Using the data below, repeat all of it precisely.

Object location annotation data
=-=-=-=-=
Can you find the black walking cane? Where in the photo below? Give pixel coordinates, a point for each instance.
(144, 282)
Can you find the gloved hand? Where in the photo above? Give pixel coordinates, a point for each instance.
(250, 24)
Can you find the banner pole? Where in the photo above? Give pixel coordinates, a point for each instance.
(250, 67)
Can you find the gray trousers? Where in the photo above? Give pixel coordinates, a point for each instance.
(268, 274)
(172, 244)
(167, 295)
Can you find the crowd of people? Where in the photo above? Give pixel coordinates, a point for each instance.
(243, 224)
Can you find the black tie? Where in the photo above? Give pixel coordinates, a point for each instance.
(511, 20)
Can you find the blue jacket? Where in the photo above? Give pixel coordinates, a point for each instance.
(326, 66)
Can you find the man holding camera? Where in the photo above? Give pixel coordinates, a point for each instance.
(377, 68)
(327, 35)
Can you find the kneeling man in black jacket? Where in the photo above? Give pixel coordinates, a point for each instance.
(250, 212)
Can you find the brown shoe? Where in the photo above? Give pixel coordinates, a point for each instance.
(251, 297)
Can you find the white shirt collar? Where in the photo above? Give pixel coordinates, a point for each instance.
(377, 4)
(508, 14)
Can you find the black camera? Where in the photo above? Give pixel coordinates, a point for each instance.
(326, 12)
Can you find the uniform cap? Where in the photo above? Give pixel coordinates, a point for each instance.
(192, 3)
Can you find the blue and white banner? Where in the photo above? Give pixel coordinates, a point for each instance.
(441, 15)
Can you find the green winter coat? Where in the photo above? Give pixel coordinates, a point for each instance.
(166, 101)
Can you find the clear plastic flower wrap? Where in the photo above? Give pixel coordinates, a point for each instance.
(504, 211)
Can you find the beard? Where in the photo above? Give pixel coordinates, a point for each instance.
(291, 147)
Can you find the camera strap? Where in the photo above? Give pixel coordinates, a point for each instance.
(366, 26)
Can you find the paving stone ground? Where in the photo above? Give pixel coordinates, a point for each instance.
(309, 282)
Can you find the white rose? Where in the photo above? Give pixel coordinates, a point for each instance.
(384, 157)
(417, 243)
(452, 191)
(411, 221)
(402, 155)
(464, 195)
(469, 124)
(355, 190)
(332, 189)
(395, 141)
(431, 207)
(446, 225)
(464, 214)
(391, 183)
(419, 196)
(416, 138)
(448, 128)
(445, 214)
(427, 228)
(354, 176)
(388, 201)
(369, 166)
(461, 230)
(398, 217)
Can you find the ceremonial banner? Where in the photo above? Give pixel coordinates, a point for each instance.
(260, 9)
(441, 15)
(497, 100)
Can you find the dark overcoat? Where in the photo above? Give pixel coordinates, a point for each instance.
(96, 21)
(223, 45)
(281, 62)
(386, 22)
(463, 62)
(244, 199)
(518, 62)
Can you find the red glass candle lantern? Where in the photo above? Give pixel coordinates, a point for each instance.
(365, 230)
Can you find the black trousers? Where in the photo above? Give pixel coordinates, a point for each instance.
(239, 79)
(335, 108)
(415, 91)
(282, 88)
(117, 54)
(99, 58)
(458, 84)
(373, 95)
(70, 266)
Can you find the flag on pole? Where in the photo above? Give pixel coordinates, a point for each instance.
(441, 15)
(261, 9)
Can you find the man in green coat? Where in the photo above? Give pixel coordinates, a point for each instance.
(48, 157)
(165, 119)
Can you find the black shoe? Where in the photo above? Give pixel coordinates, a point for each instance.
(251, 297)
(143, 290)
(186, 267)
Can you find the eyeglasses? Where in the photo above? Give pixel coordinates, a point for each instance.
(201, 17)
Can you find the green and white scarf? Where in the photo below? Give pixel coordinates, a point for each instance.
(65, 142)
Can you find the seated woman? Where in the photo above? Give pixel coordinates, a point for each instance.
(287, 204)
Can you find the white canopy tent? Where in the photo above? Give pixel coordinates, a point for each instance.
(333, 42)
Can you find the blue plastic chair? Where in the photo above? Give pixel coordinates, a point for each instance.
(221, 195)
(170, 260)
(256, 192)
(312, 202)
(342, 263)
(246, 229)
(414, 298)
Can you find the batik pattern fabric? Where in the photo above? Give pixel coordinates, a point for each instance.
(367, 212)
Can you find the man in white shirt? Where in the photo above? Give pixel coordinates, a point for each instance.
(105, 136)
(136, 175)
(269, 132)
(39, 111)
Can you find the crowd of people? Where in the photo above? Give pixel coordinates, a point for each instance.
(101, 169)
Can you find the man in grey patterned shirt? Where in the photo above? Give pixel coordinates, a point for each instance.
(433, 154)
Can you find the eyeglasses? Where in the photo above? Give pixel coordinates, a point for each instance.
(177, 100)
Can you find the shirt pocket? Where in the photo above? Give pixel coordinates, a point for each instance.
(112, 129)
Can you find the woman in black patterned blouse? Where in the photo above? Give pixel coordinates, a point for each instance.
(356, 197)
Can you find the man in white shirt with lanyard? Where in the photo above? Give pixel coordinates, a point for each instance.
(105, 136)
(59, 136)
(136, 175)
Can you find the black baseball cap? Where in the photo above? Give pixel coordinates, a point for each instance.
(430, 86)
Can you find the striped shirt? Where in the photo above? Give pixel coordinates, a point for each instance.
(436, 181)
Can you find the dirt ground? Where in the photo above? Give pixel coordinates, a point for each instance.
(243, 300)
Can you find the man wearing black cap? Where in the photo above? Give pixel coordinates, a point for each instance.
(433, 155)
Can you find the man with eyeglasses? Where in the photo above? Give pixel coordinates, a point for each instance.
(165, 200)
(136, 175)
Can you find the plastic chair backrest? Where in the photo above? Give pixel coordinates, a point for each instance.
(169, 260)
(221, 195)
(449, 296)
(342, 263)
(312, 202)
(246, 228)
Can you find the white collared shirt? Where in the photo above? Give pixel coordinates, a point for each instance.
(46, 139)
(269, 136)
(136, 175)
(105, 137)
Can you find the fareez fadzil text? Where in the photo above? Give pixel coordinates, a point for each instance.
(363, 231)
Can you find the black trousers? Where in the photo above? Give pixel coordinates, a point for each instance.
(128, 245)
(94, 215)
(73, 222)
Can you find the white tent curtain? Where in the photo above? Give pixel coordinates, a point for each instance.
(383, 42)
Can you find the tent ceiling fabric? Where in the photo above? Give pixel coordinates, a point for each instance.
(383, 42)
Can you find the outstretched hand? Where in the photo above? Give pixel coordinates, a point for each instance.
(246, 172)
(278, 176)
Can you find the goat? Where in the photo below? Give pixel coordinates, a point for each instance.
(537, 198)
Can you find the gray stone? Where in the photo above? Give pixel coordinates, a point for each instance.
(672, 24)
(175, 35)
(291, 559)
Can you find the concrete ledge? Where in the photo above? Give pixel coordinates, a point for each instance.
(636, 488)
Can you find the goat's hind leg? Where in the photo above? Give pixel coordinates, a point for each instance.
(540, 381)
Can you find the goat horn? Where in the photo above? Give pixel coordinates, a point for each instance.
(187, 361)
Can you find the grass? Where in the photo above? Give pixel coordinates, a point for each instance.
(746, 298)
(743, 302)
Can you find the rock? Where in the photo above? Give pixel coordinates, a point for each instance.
=-=-=-=-=
- _TASK RESULT_
Can you find the black walking cane? Where in the photo below? Give pixel coordinates, a point for each instance.
(144, 282)
Can you find the gloved hand? Where in the photo above? Give pixel coordinates, a point for each instance.
(250, 24)
Can you find the banner pole? Where in the photo above? Give pixel coordinates, a point for each instance.
(250, 67)
Can you find the gray trousers? Where in the photo above? Give pixel coordinates, a point for each instance.
(268, 274)
(172, 244)
(167, 295)
Can you find the crowd of people? Where in the photo above? Give pixel coordinates, a point for each instance.
(243, 224)
Can you find the black tie? Where in the photo above? Give pixel coordinates, a point for each instance.
(511, 20)
Can you find the blue jacket? Where in the photo above? Give pixel coordinates, a point for each instance.
(326, 66)
Can you find the man holding camera? Where in the photo above? Give pixel coordinates, a point for each instance.
(377, 68)
(327, 35)
Can you find the kneeling man in black jacket? Where in the photo above? Give pixel coordinates, a point for each instance.
(250, 212)
Can you find the brown shoe? Where in the photo above? Give pixel coordinates, a point for each instance.
(251, 297)
Can you find the white shirt collar? Where in the photo above? Give pixel coordinates, a point for each instance.
(377, 4)
(508, 14)
Can you find the black camera? Where in the photo above? Give pixel coordinates, a point for each instance.
(326, 12)
Can you find the uniform cap? Where in the photo above? Give pixel coordinates, a point for each instance.
(192, 3)
Can you find the blue and white banner? Where in the photo above? Give pixel coordinates, a point for each instance.
(441, 15)
Can you find the green winter coat? Where in the photo above? Give pixel coordinates, a point for each instance.
(166, 101)
Can you find the clear plastic flower wrap? Where in the photo above? Give pixel coordinates, a point for each instance.
(504, 211)
Can you find the beard? Where in the photo above? Give pixel coordinates, a point for each instance.
(291, 147)
Can you find the camera strap? Where in the photo above? Give pixel coordinates, a point for each instance.
(366, 26)
Can you find the paving stone ground? Where in the photo above? Give pixel coordinates, a point for each instance.
(309, 282)
Can you find the white rose? Where in the photo above? Give pixel coordinates, a point for each instance.
(384, 157)
(417, 243)
(452, 191)
(411, 221)
(402, 155)
(464, 195)
(469, 124)
(355, 190)
(332, 189)
(395, 141)
(431, 207)
(446, 225)
(464, 214)
(391, 183)
(419, 196)
(416, 138)
(448, 128)
(445, 214)
(427, 228)
(354, 176)
(388, 201)
(369, 166)
(461, 230)
(398, 217)
Can you find the ceremonial banner? Where in the photo above? Give pixel coordinates, a point for each instance.
(260, 9)
(441, 15)
(497, 100)
Can you find the dark overcoat? Where in the photo above? Give pixel coordinates, a point for each instance.
(96, 21)
(223, 45)
(281, 62)
(386, 22)
(463, 62)
(244, 199)
(518, 62)
Can you find the red glass candle lantern? Where in the photo above? Give pixel coordinates, a point for each instance.
(365, 230)
Can you find the black trousers? Where in the photo above? Give pixel coordinates, a point for each instance.
(239, 79)
(335, 108)
(415, 91)
(282, 88)
(117, 54)
(99, 58)
(458, 84)
(373, 95)
(70, 266)
Can you find the flag on pole? Where in the photo above? Give pixel coordinates, a point for each instance.
(441, 15)
(261, 9)
Can you find the man in green coat? Where in the photo above? Give pixel coordinates, a point for each instance.
(48, 157)
(165, 119)
Can you find the black shoe? Where in the photo above? Give pixel coordinates, a point for each instance.
(251, 297)
(143, 290)
(186, 267)
Can you find the eyeglasses? Where in the photo above? Give pixel coordinates, a point for each instance.
(201, 17)
Can you find the green and white scarf? Where in the photo below? Give pixel coordinates, a point for each instance.
(65, 142)
Can you find the seated woman? Where in the photo above? Give pixel coordinates, a point for each instance.
(287, 204)
Can you find the white canopy tent? Where in the photo above? Give pixel coordinates, a point for each instance.
(333, 42)
Can you find the blue plastic chair? Where in the photo above? Give pixel coordinates, a point for each instance.
(221, 195)
(170, 260)
(256, 192)
(312, 202)
(342, 263)
(246, 229)
(414, 298)
Can you find the batik pattern fabric? Where in the photo above? Give pixel coordinates, a point for each instance.
(367, 212)
Can you find the man in white shirt? Where in the photo above? Give pixel coordinates, a point for each instance.
(105, 136)
(136, 175)
(269, 132)
(39, 111)
Can you find the crowd of people? Where in the photo above? Give pixel coordinates, a point for each instance.
(101, 169)
Can you find the man in grey patterned shirt? Where in the photo above? Give pixel coordinates, a point for each instance.
(433, 154)
Can you find the eyeglasses? Where in the photo above? Give pixel coordinates, a point for each instance.
(177, 100)
Can you find the shirt pocket? Where in the photo above? Give pixel coordinates, a point for each instance.
(112, 129)
Can you find the woman in black patterned blouse? Where in the photo above? Give pixel coordinates, a point for each instance.
(356, 197)
Can you find the man in white shirt with lanyard? Where in the photo above? Give pixel coordinates, a point for each instance.
(105, 136)
(59, 136)
(136, 175)
Can you find the black baseball cap? Where in the photo above? Give pixel coordinates, a point for each instance.
(430, 86)
Can you find the striped shirt? Where in the photo above? Give pixel coordinates, a point for each instance.
(436, 181)
Can you find the dirt ground? Where in the photo above? Give pixel coordinates, a point for each instance.
(243, 300)
Can you find the man wearing black cap? Where in the photo above? Give pixel coordinates, a point for each instance.
(433, 155)
Can you find the man with eyeglasses? Where in the photo above? Give pixel coordinates, a point for each instance.
(165, 200)
(136, 175)
Can you find the plastic chair backrest? Where in the photo above? Give pixel coordinates, a point for each instance.
(169, 260)
(221, 195)
(449, 296)
(342, 263)
(312, 202)
(246, 228)
Can you find the white collared shirt? Where in the photo above? Give pixel coordinates, a point for each instance.
(46, 139)
(269, 136)
(136, 175)
(105, 137)
Can you find the fareez fadzil text? Where in the photo above? Give pixel coordinates, a point for each instance.
(363, 231)
Can you find the black trousers? Where in the photo above? Give pixel coordinates, a point for each instance.
(128, 245)
(94, 215)
(73, 222)
Can you find the white tent curtain? Where in the photo above? Give pixel coordinates, a point for each instance.
(383, 42)
Can you find the tent ceiling fabric? Where in the photo above? Give pixel coordinates, a point for each instance.
(383, 42)
Can you find the outstretched hand? Where in the photo above? Give pixel coordinates, a point for each instance.
(246, 172)
(278, 176)
Can you find the goat? Where in the photo below? Give pixel coordinates, a point for each instance.
(537, 198)
Can you find the gray stone? Where in the photo above? Give pixel coordinates, a point for each instance.
(672, 24)
(175, 35)
(291, 559)
Can you find the concrete ledge? Where in the photo above? Give pixel coordinates, a point for each instance.
(636, 488)
Can you find the goat's hind leg? Where in the photo above? Give pixel coordinates, a point for each instance.
(540, 381)
Can you find the goat horn? Where in the photo above? Give pixel coordinates, a point for each instance.
(187, 361)
Can you find the grass? Where in the photo above? Give pixel coordinates, a point for each instance.
(746, 298)
(743, 302)
Can you find the rock? Where in the photo above? Give pixel coordinates, a point for each instance.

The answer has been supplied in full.